[TASKS TO COMPLETE]
1. In the economics passage below, what methodology is named as the orthodoxy enforced in economics?
2. Please mark each statement yes or no according to the economics passage below, quoting the words of the passage that decide it. (a) The leading journals get more submissions than they can publish. (b) The elite are described as closed-minded about new ideas. (c) Schumpeter described economics as more profession than club.

-------- EXCERPTED PASSAGE

Attendant Lords « Trollblog: The discipline of economics provides another striking case of the paradigm-enforcement described by Preston, which is in fact characteristic of much of the modern university. In 1982 Nobelist Wassily Leontieff wrote “The methods used to maintain intellectual discipline in the country’s most influential economics departments can occasionally remind me of those employed by the marines to maintain discipline on Parris Island.” (q. Redman pp. 158-9: compare Putnam’s quote above.) As in philosophy, the training serves to drive out many or most potentially independent thinkers: “By the time that students are a couple of years into their studies, both these questions [about rationality of agents and about the validity of modeling] are forgotten. Those students that remain troubled by them have quit the field; those that remain have been socialized and no longer ask about such things” (John Sutton in Coyle, pp. 249-50). In economics, the dominance of the unnamed old boys network (”more club than profession”, according to Schumpeter: Redman, p. 166) is at least as strangling as in philosophy: “The leading journals are extraordinarily dominant and consequently receive many more submissions than they can publish” (Coyle, p. 250). The power of the old boy networks, in economics as in philosophy, is shown by the fact that their members are never named, not even by their opponents — survival within the profession depends on gaining their approval. Few or none of the critical books I’ve read about philosophy or economics have ever fingered any specific person as an oppressive influence on the profession.
The orthodoxy enforced in economics is methodological — specifically, mathematical modeling. “The reason why many economists think that Galbraith wasn’t one of us lies in his methodology…. many of us spurn Galbraith because he wasn’t a modeler.” (Coyle, p. 231 ) “Our argument is that modern mainstream economics is open to new approaches, as long as they demonstrate a careful understanding of the strengths of the recent orthodox approach and are pursued with a methodology acceptable to the mainstream…..our view is that the elite are relatively open-minded when it comes to new ideas but quite closed-minded when it comes to alternative methodologies. If it isn’t modeled, it isn’t economics, no matter how insightful. “(Rosser, p. 11) “[Mainstream economics'] content is not as focused as mainstream researchers would like, but it is connected by its methodology of technical model building…..Those economists who don’t [do highly technical work] are far less likely to influence the mainstream of the profession directly. They may, however do it indirectly by influencing others who then translate their work into more technical and acceptable methods” (Rosser pp. 17-18).

----------------
-------- SOURCE MATERIAL

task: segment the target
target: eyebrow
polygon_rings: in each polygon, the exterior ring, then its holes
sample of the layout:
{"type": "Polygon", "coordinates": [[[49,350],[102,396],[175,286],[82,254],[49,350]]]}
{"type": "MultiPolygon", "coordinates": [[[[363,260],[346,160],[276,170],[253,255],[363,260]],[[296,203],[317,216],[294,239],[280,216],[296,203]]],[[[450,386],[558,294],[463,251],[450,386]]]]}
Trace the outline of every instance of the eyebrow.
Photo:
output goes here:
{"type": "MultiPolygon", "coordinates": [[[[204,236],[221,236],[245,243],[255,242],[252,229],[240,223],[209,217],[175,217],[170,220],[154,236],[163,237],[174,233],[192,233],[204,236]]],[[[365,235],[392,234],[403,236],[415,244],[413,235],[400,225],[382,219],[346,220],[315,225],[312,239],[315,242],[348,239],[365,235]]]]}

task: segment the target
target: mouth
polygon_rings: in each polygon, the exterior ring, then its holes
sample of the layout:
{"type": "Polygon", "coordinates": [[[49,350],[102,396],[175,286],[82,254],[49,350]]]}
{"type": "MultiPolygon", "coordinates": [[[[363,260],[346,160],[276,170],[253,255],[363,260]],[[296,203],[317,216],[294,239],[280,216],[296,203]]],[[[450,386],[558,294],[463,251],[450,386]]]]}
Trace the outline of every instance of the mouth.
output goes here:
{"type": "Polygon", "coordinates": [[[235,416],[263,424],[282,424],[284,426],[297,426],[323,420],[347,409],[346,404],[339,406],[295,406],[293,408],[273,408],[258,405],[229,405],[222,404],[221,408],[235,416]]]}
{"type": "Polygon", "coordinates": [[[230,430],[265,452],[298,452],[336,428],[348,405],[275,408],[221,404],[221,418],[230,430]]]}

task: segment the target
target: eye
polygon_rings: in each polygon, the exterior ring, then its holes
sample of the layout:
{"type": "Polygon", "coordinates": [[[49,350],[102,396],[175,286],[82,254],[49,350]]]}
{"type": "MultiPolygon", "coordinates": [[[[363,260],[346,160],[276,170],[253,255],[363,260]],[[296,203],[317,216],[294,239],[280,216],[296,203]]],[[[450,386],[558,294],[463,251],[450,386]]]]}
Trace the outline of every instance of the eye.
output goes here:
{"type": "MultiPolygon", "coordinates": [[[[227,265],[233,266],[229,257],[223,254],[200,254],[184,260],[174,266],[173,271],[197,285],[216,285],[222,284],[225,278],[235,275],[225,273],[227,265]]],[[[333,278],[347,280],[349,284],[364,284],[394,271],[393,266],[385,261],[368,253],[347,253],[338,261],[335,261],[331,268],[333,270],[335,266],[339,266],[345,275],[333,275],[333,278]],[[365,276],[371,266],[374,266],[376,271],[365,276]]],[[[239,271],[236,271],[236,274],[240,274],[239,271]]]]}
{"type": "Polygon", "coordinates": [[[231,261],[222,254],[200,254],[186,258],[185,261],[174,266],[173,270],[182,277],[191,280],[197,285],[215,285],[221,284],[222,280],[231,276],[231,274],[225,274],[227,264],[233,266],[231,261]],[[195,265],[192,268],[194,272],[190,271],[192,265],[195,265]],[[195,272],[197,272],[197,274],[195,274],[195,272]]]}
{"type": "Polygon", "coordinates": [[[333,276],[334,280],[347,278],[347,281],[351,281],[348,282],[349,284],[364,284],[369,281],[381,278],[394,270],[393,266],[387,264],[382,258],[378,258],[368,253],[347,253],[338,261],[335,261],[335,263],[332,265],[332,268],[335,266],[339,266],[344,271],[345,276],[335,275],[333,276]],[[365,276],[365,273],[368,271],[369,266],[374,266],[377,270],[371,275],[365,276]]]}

----------------

[ANSWERS BELOW]
1. Mathematical modeling.

2.
(a) Yes: "The leading journals are extraordinarily dominant and consequently receive many more submissions than they can publish"
(b) No: "the elite are relatively open-minded when it comes to new ideas but quite closed-minded when it comes to alternative methodologies"
(c) No: "more club than profession"